#### The exercise:
How many lines in the listing below contain the word "white"? Give only the number.

══ Data listing

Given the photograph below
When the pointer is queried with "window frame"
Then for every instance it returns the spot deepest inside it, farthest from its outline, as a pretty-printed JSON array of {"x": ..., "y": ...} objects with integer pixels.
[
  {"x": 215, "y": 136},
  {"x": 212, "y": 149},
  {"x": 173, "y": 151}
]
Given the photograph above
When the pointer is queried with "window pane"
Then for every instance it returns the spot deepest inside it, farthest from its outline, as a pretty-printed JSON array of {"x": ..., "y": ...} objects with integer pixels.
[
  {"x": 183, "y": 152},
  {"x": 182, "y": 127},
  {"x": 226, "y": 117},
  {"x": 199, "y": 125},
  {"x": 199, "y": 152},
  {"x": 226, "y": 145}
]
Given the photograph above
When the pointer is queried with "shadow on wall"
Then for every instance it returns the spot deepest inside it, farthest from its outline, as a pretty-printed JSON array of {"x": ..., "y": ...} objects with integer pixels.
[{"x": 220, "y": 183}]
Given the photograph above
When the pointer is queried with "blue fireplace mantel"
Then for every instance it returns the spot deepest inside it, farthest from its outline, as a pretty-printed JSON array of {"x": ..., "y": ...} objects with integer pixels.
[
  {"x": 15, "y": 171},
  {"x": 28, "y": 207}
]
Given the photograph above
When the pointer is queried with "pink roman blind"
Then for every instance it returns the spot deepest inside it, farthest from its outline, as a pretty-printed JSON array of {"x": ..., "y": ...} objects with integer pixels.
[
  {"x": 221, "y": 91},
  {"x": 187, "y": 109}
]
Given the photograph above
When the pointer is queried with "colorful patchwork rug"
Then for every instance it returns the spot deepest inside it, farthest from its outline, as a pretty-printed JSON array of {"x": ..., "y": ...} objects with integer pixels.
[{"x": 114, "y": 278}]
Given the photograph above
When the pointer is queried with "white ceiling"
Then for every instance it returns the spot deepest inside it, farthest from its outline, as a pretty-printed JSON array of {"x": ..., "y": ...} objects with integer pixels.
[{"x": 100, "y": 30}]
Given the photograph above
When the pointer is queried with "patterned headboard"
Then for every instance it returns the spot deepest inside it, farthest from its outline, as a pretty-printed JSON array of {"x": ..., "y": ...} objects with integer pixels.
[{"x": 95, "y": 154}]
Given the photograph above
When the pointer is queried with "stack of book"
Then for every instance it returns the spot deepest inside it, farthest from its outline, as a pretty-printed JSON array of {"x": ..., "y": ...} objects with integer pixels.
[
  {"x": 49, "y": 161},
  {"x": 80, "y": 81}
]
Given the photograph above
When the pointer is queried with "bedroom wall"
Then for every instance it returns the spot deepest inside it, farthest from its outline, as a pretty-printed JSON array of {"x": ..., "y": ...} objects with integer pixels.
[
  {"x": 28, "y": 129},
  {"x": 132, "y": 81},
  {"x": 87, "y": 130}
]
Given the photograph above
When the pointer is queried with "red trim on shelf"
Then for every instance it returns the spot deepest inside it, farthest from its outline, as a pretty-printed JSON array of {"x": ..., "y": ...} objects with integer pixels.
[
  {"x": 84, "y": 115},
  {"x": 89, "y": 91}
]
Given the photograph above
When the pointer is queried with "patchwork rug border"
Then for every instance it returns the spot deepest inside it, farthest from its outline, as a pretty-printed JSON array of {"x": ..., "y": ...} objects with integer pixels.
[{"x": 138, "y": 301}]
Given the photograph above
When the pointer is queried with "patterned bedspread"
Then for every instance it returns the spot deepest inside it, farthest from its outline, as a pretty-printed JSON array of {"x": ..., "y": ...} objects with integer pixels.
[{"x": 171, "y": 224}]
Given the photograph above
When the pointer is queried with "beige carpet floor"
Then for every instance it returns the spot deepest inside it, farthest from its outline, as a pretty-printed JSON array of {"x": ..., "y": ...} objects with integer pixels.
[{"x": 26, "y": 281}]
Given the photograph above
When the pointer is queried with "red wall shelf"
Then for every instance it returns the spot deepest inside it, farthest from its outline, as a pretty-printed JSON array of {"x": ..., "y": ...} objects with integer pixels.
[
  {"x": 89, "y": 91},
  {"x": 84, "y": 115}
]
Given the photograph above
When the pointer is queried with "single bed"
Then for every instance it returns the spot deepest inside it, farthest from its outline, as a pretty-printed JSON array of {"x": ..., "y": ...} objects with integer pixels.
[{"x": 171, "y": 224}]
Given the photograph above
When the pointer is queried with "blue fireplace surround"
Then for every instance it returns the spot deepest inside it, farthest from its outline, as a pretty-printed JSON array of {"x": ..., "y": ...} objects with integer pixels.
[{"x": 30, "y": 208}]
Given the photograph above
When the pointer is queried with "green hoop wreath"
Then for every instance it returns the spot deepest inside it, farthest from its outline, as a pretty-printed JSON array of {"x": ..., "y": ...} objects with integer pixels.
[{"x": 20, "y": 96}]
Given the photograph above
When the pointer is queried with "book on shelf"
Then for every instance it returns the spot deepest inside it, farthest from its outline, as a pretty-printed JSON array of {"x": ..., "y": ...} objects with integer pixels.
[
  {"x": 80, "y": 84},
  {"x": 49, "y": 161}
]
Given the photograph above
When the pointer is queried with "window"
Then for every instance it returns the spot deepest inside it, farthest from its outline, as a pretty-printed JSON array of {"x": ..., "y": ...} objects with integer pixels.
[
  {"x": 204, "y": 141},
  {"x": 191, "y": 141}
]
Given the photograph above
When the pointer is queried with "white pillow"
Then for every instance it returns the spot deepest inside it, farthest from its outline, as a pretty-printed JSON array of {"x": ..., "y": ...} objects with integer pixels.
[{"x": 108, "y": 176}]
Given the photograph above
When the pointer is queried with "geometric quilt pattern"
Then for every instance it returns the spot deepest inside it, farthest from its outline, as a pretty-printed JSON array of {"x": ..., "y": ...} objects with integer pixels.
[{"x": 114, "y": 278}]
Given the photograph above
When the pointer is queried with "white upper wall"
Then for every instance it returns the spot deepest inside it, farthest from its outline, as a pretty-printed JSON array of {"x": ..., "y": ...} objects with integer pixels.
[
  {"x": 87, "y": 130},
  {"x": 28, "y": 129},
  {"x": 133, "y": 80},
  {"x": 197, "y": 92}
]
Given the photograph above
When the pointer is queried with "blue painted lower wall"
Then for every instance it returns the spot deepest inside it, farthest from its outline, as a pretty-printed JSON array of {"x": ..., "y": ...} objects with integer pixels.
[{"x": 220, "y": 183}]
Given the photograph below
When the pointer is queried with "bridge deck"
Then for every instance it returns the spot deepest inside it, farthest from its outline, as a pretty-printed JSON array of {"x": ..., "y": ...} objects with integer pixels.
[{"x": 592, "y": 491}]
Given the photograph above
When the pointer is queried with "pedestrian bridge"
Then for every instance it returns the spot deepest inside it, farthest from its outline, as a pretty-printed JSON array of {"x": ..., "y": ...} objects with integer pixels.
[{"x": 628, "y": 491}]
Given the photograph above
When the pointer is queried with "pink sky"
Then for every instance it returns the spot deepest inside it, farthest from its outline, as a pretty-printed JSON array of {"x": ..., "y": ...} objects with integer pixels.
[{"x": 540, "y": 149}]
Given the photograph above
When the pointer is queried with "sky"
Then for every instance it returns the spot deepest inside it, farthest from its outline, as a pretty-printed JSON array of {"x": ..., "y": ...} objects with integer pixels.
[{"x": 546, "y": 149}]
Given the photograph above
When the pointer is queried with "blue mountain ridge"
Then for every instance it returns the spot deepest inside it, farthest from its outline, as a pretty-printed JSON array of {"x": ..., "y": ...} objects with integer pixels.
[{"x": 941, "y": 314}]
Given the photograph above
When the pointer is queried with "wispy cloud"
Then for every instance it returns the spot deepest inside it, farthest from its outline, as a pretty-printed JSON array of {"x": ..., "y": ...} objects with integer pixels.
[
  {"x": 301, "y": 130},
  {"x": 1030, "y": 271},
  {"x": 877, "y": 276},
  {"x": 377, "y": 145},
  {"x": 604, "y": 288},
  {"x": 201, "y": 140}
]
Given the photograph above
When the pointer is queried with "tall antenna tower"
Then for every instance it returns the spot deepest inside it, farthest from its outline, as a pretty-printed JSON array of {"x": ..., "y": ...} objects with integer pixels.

════

#### The completed task:
3